**WORK TO BE COMPLETED:** Search the records for the word "street". Copy every line where it appears.
══ DATA TO PROCESS ══
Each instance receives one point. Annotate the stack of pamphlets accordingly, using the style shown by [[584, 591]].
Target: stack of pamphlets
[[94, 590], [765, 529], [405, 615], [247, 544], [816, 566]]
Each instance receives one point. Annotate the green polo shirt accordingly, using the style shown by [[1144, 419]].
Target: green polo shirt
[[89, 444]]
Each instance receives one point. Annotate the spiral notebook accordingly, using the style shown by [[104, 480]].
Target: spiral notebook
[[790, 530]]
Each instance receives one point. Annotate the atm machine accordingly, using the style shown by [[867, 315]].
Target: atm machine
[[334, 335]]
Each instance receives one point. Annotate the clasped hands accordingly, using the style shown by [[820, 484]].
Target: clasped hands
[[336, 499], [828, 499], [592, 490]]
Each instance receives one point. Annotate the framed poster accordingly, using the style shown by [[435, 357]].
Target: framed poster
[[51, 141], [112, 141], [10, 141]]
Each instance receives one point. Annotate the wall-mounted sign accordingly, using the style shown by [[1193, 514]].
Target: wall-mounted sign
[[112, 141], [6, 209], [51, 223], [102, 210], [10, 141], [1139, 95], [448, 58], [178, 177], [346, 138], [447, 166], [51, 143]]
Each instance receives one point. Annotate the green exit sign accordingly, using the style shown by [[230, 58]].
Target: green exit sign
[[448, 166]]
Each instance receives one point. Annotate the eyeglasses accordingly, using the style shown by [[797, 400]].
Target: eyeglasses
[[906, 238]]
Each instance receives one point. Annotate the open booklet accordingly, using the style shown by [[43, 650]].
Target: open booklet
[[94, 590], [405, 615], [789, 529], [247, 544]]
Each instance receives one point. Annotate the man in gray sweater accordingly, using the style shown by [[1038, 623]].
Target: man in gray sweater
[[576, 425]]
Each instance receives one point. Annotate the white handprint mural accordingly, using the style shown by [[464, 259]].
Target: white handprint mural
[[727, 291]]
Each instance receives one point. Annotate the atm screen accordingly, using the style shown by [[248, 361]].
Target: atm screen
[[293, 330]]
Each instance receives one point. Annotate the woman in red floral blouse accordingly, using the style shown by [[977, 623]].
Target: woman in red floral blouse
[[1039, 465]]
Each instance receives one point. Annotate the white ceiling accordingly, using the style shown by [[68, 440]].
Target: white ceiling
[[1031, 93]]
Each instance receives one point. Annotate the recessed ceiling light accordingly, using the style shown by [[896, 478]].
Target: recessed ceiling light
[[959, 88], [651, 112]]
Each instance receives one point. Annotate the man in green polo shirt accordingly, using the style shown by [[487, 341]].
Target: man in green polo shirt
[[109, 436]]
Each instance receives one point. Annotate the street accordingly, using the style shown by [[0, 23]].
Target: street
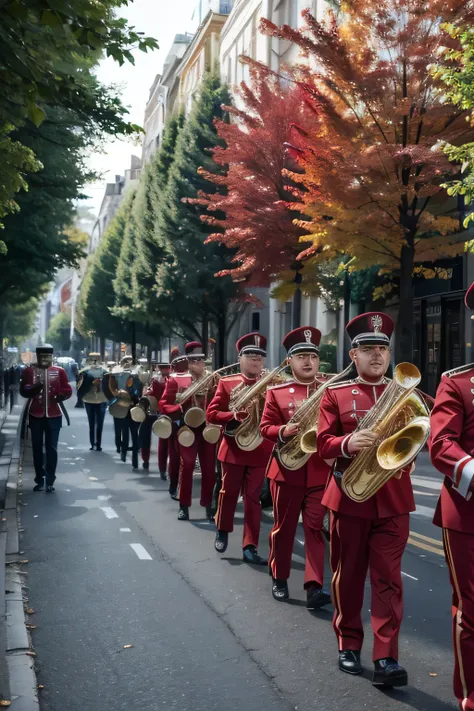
═══
**FINISHED TASK:**
Each instance receives one point. Annotate the street accordingly, using the style shown by [[0, 23]].
Target: street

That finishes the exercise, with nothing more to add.